** Start Reading passage **
Albertson's responds that the information called for by these categories of the Rule 30(b)(6) Notice concerns "factual information relating to the EEOC's claims in this lawsuit. . . ." Defendant Albertson's LLC's Opposition to Plaintiff EEOC's Motion for a Protective Order [Doc. # 61, filed 1/12/2007] (the "Response") at p. 5.

The complaint alleges that the Albertson's distribution center is a hostile work environment where employees are subjected to harassment based on race and national origin and that employees at the distribution center are subjected to disparate treatment based on their race, color, and national origin. Complaint [Doc. #1, filed 6/30/2007] at pp. 3, 5. Albertson's is entitled to conduct discovery "regarding any matter, not privileged, that is relevant to the claim or defense of any party, including the existence, description, nature, custody, condition, and location of any books, documents, or other tangible things and the identity and location of persons having knowledge of any discoverable matter." Fed.R.Civ.P. 26(b)(1). Categories 1-2 and 19-20 of the Rule 30(b)(6) Notice seek information that is obviously relevant. Nor must Albertson's be content with the EEOC's investigation file. For example, Albertson's may ask what documents were reviewed in the course of the EEOC investigation and what documents evidence that there is discrimination at the distribution center; or Albertson's might ask the identity of persons the EEOC believes have knowledge about the claimed discrimination. The answers to these questions may or may not be in the investigation file, or the information in the investigation file may not be complete.

The EEOC also claims that these categories seek information protected from discovery by the attorney work product doctrine and the deliberative process privilege. As Albertson's points out, however, "not a single question has been asked at deposition. . . ." Response at p. 7.

The Tenth Circuit Court of Appeals has disapproved the use of a blanket assertion of privilege, holding:

A general refusal to cooperate [in discovery] is not enough. [A lawyer asserting a privilege] must normally raise the privilege as to each record sought and each question asked so that . . . the court can rule with specificity.
United States v. Hodgson, 492 F.2d 1175, 1177 (10th Cir. 1974);see In re Grand Jury Subpoena, 697 F.2d 277, 279 n. 1 (10th Cir. 1983) (noting that the Tenth Circuit has "explicitly condemned . . . a blanket assertion" of privilege, citing United States v. Hodgson).
** End Reading passage **
** Start Data in this exercise **
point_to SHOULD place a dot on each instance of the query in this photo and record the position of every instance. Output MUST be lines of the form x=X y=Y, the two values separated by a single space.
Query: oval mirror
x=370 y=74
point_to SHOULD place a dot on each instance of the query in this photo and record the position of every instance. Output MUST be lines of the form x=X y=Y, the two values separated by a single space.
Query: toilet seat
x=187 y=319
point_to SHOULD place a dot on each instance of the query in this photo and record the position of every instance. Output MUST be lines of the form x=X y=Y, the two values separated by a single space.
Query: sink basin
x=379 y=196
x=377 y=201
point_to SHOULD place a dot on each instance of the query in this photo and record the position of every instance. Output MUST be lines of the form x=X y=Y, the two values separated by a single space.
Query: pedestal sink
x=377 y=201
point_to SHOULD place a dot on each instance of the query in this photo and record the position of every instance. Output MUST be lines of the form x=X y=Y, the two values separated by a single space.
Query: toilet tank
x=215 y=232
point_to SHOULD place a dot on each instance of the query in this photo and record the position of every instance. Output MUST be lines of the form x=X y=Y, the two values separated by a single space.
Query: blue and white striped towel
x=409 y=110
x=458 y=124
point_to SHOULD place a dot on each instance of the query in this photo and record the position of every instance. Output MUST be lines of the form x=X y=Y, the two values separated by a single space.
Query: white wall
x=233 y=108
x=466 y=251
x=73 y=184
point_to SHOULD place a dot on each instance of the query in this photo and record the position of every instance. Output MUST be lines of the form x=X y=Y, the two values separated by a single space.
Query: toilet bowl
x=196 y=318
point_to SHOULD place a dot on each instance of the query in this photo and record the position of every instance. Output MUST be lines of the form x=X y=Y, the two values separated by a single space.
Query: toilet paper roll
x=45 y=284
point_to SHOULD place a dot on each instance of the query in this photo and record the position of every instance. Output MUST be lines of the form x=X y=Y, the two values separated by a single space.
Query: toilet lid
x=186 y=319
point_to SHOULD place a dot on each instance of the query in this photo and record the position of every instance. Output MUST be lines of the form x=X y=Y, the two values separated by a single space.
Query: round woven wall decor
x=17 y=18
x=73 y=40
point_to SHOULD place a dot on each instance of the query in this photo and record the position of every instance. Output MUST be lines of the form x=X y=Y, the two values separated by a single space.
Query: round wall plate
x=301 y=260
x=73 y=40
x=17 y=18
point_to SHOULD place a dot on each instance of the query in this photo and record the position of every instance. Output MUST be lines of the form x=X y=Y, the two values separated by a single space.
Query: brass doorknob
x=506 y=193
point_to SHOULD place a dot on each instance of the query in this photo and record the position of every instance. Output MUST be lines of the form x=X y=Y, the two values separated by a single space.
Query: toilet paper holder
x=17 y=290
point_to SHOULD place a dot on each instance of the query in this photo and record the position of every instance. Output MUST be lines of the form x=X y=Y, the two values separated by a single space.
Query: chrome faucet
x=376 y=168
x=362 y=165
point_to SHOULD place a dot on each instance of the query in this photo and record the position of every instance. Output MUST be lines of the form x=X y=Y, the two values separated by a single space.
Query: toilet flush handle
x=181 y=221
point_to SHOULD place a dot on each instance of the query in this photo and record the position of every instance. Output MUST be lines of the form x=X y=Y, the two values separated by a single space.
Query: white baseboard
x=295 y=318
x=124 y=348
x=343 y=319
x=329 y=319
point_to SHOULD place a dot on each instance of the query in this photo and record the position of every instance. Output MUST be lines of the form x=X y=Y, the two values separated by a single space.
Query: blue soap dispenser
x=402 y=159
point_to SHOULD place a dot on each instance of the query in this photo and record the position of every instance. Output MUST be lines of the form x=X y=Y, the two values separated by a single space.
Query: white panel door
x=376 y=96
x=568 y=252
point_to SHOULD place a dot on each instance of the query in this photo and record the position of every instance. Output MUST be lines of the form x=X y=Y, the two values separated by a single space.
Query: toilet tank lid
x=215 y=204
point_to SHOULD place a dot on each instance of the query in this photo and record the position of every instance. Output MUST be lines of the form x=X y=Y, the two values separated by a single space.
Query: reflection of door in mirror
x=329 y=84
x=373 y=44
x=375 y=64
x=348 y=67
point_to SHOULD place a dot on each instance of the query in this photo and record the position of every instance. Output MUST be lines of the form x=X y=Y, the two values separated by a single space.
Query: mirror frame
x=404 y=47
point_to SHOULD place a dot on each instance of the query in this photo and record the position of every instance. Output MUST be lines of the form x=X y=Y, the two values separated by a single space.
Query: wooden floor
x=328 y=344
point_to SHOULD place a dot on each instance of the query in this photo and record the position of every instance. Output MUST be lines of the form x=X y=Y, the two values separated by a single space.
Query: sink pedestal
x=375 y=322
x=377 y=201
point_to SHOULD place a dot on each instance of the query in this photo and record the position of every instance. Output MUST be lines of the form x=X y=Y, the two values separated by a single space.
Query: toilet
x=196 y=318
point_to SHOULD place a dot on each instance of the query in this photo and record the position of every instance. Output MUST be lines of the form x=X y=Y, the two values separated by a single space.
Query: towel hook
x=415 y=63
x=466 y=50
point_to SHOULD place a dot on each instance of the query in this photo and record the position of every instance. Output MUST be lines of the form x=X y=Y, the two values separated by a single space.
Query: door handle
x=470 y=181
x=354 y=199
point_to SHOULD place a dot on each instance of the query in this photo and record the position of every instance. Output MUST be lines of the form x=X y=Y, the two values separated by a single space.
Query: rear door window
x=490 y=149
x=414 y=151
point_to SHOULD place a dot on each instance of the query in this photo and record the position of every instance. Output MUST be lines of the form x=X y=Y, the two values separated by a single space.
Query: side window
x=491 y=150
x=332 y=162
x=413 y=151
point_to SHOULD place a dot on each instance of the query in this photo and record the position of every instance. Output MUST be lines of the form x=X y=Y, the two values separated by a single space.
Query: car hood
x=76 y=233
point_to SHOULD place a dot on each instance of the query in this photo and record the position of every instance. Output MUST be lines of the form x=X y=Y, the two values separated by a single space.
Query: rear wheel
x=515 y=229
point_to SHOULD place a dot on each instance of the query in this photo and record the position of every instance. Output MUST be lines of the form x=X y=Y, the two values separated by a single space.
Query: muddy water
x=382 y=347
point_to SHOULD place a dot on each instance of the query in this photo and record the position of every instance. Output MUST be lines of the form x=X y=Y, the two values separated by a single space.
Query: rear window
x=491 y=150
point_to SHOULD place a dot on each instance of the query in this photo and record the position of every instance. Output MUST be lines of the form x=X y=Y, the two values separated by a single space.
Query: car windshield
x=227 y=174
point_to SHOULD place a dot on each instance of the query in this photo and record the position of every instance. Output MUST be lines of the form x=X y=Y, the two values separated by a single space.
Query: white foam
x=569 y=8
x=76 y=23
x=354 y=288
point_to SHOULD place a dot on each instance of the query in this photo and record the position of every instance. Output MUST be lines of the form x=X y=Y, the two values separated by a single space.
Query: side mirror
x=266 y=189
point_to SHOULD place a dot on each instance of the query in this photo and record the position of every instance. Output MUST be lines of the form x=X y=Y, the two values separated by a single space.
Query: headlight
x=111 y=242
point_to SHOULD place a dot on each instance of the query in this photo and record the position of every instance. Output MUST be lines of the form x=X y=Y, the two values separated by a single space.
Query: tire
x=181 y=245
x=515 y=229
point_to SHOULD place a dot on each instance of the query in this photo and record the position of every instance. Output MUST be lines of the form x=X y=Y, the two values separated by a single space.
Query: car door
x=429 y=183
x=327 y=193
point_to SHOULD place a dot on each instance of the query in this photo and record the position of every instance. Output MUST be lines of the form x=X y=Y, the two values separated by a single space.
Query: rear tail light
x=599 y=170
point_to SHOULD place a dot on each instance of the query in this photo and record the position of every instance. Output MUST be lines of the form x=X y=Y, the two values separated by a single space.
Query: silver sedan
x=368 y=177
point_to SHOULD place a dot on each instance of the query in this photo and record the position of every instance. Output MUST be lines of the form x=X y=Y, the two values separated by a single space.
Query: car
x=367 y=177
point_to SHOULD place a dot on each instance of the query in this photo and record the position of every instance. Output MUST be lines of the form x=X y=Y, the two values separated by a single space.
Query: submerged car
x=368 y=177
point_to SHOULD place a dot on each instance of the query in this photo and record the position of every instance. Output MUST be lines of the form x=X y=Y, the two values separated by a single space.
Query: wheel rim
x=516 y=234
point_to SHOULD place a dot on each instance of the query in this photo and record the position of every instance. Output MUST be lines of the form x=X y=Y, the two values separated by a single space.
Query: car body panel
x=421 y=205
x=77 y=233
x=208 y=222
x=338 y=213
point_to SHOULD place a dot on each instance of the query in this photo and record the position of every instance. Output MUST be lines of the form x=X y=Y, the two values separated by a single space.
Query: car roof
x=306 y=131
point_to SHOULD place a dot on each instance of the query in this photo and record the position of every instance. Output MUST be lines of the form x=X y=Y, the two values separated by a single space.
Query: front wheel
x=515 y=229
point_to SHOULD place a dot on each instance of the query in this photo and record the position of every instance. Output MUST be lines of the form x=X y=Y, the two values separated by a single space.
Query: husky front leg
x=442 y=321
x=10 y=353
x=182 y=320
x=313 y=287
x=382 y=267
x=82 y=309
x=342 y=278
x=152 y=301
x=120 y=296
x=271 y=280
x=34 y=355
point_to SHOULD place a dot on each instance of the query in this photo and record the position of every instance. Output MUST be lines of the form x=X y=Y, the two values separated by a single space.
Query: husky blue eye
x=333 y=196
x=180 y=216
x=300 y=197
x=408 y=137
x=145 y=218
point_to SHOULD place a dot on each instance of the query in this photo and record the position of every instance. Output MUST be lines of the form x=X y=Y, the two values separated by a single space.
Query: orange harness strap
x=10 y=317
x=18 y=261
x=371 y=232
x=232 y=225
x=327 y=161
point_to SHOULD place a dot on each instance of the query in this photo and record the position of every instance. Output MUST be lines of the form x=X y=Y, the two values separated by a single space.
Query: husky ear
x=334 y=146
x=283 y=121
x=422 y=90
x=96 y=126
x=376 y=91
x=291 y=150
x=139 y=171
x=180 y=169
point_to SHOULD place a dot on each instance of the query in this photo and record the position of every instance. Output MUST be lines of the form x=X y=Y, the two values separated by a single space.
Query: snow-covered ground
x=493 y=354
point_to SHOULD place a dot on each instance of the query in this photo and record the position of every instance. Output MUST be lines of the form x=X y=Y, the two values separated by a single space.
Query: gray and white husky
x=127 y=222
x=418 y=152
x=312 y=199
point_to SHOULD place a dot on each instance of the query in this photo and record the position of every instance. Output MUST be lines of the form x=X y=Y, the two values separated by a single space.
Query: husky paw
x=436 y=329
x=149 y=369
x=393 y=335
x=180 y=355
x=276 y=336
** End Data in this exercise **
To do
1. Pull out every line of the records that contains the string "toilet".
2. Write the next part of the passage on the EEOC discovery dispute with Albertson's, starting after its last sentence.

Results of the tasks
1.
Query: toilet seat
Query: toilet tank
Query: toilet bowl
Query: toilet paper roll
Query: toilet lid
Query: toilet paper holder
Query: toilet flush handle
Query: toilet tank lid
Query: toilet

2.
Even the cases cited by the EEOC recognize that some factual discovery may be proper by way of a Rule 30(b)(6) deposition directed at the EEOC. In EEOC v. American Int'l Group, Inc., 1994 WL 376052 (S.D.N.Y. July 18, 1994), for example, the court ordered the EEOC to produce a witness to answer questions concerning (1) the interviews conducted during the investigation and (2) documents and other material reviewed by the deponent in preparation for the deposition, noting:

The disclosure of this information [who was interviewed and what the deponent did to refresh his recollection of the facts in the case] does not reveal the agency's trial strategy or its analysis of the case. For example, knowing who was interviewed does not intrude upon the mental impressions of the attorney. Presumably, the interview process in an investigation includes people and information which will be discarded as the attorney begins the analysis and plans strategy. Similarly, what information a witness reviews in preparation for a deposition does not reveal the thought processes of the attorneys. Documents are reviewed by a deponent for many reasons. There is a distinct difference between asking what was reviewed as opposed to why it was reviewed.
Id. at *3.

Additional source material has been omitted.